** start Dataset records **

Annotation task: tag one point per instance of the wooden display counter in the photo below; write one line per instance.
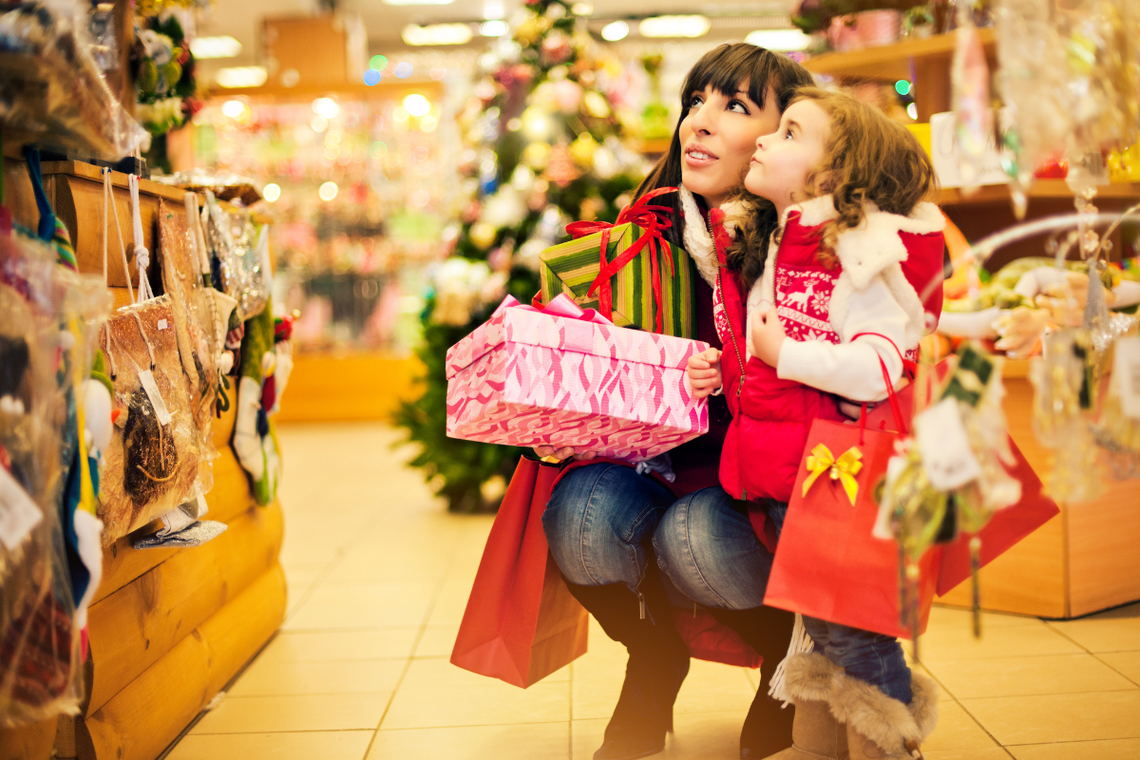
(1083, 560)
(169, 627)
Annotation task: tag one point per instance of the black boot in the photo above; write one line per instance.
(658, 663)
(767, 727)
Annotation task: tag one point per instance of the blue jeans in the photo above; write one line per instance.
(707, 547)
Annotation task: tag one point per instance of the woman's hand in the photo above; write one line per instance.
(705, 373)
(767, 336)
(564, 452)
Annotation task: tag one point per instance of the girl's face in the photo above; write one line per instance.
(784, 158)
(717, 138)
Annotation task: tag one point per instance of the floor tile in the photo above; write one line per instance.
(434, 693)
(257, 714)
(1059, 673)
(333, 646)
(957, 730)
(1116, 630)
(1126, 663)
(959, 618)
(365, 605)
(507, 742)
(270, 677)
(326, 745)
(1125, 749)
(955, 643)
(1059, 717)
(437, 642)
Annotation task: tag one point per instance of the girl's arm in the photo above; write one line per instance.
(852, 368)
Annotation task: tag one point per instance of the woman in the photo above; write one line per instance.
(602, 516)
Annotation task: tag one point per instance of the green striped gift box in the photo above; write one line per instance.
(571, 267)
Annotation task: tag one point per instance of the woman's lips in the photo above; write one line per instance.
(699, 157)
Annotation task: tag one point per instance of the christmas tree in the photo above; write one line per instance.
(543, 149)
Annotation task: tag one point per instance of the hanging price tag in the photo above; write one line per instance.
(1126, 372)
(152, 392)
(946, 455)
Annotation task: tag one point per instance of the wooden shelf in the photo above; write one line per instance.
(1043, 188)
(890, 62)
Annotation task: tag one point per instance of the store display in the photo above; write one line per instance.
(53, 90)
(527, 374)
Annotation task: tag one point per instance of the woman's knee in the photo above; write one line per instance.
(710, 553)
(596, 521)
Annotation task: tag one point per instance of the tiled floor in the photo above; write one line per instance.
(379, 575)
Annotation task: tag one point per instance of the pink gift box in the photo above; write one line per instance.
(566, 376)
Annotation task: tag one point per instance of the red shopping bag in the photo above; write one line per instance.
(828, 564)
(1006, 529)
(521, 622)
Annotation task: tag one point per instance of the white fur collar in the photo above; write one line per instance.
(865, 251)
(697, 238)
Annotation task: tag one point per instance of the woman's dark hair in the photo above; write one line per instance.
(725, 67)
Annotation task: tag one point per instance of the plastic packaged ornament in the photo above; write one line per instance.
(1064, 384)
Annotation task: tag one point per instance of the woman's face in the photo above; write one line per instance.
(717, 139)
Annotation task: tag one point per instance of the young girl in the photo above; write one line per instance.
(837, 302)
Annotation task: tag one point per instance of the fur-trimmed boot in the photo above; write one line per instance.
(767, 727)
(815, 733)
(880, 727)
(658, 663)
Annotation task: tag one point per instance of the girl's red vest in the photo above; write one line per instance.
(772, 417)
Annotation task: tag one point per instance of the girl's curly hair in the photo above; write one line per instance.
(869, 157)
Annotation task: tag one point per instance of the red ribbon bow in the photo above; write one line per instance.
(642, 214)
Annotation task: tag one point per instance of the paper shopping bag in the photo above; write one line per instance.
(1006, 529)
(521, 622)
(828, 564)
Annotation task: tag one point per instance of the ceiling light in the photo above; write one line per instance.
(242, 76)
(674, 26)
(214, 47)
(493, 29)
(233, 108)
(779, 39)
(615, 31)
(437, 34)
(416, 105)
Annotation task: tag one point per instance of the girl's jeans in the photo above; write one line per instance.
(707, 547)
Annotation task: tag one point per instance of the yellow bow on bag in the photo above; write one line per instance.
(843, 470)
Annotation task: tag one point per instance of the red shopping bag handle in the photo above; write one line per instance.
(896, 408)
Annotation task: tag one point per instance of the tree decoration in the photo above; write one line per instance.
(538, 128)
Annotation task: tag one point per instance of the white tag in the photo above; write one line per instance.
(152, 392)
(18, 514)
(1126, 374)
(945, 449)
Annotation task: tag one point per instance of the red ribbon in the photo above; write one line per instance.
(644, 215)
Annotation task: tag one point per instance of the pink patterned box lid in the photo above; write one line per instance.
(562, 325)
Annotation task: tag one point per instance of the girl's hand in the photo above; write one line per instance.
(705, 373)
(767, 336)
(564, 452)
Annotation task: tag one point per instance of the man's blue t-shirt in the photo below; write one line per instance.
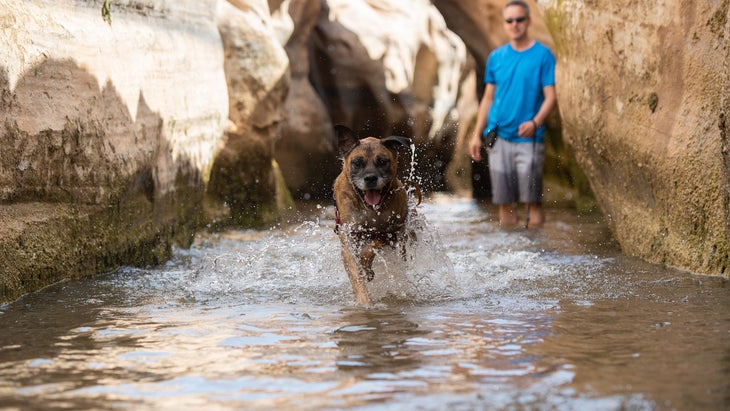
(519, 77)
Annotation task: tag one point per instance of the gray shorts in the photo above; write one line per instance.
(515, 170)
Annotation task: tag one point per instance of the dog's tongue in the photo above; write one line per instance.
(372, 197)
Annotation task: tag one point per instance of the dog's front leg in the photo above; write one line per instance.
(367, 255)
(356, 278)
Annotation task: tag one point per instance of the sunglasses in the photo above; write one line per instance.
(516, 19)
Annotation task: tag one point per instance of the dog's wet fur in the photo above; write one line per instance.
(371, 203)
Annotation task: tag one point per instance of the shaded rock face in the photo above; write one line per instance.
(243, 184)
(306, 150)
(105, 146)
(379, 67)
(644, 103)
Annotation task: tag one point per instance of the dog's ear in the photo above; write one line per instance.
(393, 142)
(346, 139)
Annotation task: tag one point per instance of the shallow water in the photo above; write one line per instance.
(475, 318)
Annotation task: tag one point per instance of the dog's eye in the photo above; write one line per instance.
(382, 161)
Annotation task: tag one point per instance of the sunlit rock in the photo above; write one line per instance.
(111, 112)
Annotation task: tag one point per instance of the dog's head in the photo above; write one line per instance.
(370, 163)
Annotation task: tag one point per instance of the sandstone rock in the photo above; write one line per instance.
(384, 67)
(109, 124)
(243, 177)
(644, 94)
(306, 149)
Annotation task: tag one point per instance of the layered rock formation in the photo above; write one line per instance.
(110, 119)
(644, 95)
(123, 121)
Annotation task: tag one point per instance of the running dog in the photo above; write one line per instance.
(371, 203)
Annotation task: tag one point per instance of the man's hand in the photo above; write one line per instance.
(475, 147)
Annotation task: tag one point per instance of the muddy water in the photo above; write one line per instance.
(475, 318)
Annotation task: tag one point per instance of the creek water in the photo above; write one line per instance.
(475, 317)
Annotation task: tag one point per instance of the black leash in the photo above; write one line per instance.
(532, 179)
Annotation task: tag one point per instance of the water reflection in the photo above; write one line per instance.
(550, 319)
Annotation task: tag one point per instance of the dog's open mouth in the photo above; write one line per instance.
(372, 197)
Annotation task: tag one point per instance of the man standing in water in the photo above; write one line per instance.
(519, 95)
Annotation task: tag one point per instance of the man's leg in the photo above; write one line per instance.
(507, 215)
(537, 214)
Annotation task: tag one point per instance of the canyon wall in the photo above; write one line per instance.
(644, 96)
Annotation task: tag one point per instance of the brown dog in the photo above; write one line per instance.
(371, 203)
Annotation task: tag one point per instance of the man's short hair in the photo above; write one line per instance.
(520, 3)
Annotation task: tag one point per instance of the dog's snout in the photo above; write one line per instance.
(371, 180)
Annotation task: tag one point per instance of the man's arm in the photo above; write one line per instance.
(475, 143)
(529, 128)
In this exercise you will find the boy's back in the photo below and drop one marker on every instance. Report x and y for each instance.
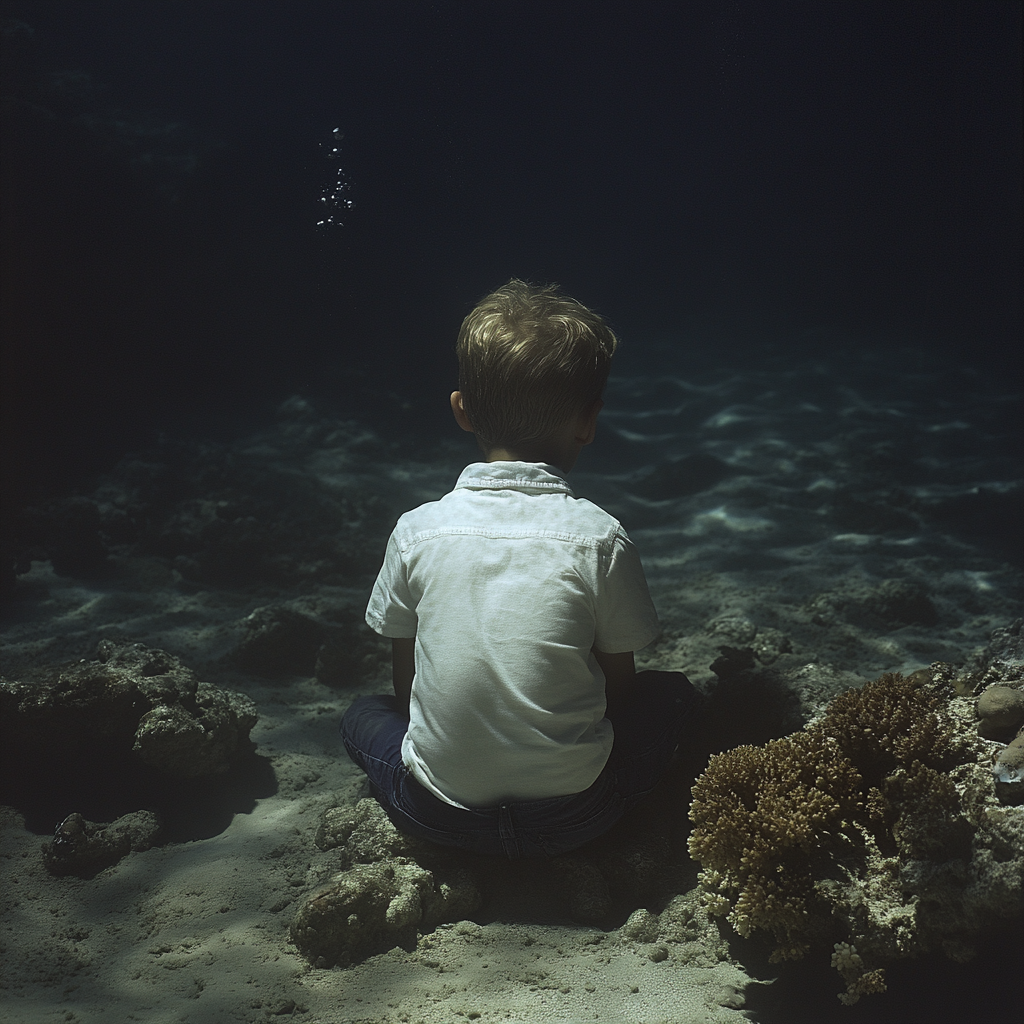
(507, 583)
(519, 724)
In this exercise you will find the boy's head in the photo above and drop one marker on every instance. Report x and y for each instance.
(530, 361)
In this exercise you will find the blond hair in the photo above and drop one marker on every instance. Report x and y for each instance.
(530, 359)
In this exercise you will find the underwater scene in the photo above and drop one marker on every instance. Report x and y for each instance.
(228, 353)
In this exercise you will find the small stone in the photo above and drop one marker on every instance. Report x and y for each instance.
(1000, 709)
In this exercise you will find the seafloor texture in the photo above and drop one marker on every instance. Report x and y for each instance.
(804, 528)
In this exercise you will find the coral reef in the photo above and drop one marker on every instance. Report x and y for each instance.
(382, 897)
(876, 832)
(85, 848)
(134, 699)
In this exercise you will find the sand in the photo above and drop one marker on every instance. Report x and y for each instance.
(787, 553)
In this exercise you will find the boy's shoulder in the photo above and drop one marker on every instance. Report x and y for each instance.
(554, 509)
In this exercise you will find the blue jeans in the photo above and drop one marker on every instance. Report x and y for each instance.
(646, 733)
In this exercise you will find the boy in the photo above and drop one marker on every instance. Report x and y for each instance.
(518, 725)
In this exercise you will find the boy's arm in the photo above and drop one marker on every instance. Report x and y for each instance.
(620, 672)
(403, 668)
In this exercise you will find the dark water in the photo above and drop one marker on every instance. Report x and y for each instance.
(803, 219)
(717, 179)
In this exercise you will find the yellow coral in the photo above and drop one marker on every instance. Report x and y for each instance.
(776, 827)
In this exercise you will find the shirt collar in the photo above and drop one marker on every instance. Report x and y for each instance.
(527, 476)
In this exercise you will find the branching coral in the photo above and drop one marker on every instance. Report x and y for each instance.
(763, 829)
(862, 827)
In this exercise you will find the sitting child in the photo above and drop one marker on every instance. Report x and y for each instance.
(519, 725)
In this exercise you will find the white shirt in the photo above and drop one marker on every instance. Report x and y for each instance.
(507, 583)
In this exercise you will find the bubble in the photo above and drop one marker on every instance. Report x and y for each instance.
(335, 200)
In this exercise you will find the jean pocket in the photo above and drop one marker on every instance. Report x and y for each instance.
(557, 838)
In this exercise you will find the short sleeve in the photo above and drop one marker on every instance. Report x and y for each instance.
(626, 616)
(391, 610)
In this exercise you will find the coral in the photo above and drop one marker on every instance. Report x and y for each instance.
(385, 893)
(877, 825)
(85, 848)
(135, 700)
(372, 907)
(1000, 709)
(763, 815)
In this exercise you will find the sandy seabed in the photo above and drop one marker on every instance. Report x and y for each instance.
(197, 929)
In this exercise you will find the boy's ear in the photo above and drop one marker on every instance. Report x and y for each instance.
(587, 424)
(460, 414)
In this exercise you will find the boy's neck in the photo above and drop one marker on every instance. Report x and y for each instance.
(504, 455)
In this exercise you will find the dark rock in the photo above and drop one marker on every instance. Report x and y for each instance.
(335, 646)
(1007, 643)
(733, 662)
(132, 699)
(280, 641)
(85, 848)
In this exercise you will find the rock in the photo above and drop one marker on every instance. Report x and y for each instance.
(584, 888)
(279, 641)
(1007, 643)
(132, 700)
(1001, 711)
(1009, 772)
(364, 834)
(372, 907)
(85, 848)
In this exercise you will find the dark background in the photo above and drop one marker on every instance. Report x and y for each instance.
(721, 179)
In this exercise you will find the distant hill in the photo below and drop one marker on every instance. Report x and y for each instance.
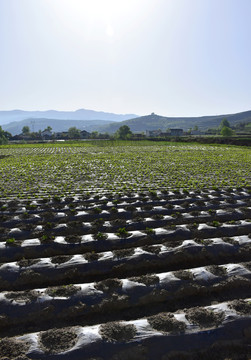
(154, 122)
(81, 114)
(15, 127)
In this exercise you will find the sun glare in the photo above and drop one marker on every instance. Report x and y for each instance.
(105, 14)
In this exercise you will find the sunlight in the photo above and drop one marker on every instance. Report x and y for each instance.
(105, 14)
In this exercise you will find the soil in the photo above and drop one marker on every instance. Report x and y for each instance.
(57, 340)
(27, 262)
(108, 285)
(152, 249)
(73, 239)
(166, 322)
(241, 306)
(116, 331)
(65, 291)
(92, 256)
(204, 317)
(60, 259)
(12, 348)
(20, 296)
(183, 274)
(217, 270)
(146, 279)
(123, 252)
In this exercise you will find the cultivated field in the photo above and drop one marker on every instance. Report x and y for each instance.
(125, 250)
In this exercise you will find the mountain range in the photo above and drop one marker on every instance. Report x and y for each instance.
(154, 122)
(81, 114)
(90, 120)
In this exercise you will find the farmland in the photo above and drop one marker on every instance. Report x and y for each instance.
(125, 250)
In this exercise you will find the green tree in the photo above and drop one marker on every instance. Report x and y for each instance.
(49, 128)
(226, 131)
(123, 133)
(224, 122)
(3, 137)
(25, 130)
(94, 135)
(74, 133)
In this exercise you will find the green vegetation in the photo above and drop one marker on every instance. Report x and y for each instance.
(117, 167)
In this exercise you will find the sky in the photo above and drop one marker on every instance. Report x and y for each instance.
(171, 57)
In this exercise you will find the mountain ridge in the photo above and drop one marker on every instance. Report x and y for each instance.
(7, 116)
(154, 122)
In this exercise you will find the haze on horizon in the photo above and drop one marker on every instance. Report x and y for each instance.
(171, 57)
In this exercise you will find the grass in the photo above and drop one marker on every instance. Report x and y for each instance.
(118, 167)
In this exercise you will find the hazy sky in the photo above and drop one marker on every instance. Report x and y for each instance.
(171, 57)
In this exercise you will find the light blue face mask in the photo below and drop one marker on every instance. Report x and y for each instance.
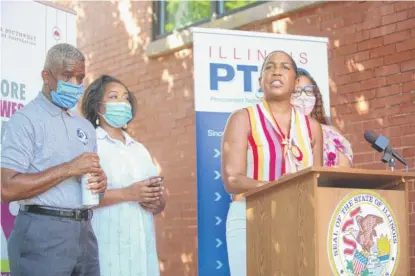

** end Dataset records **

◆ **Objective**: Starting at the line that contains "In this exercise you will find the green vegetation", write out every line through the end of the entries, both ends included, without any pictures.

◆ **Right answer**:
In this exercise you will find the green vegetation in the photo above and drop one marker on every instance. Report x and y for each instance.
(117, 167)
In this exercise you will find the sky in the photo above and drop one marker on every instance. Report x and y for each instance.
(171, 57)
In this exercise you will find the mountain ridge in the photo above and drop one marker on every instance. Report x and y for each instance.
(7, 116)
(154, 122)
In this exercise you will find the haze on horizon in the photo above and drop one marker on every instance. Report x and y for each instance.
(171, 57)
In this exercise you will find the grass in the photo above and drop one marker on every instance. Report x and y for each instance.
(118, 167)
In this exercise you will find the hazy sky in the photo above and drop one marker on every instance. Report x and y for each instance.
(171, 57)
In this exercise you will find the light blue face mask in the photo below and drop one marker on every instance. Report x and y for each instance.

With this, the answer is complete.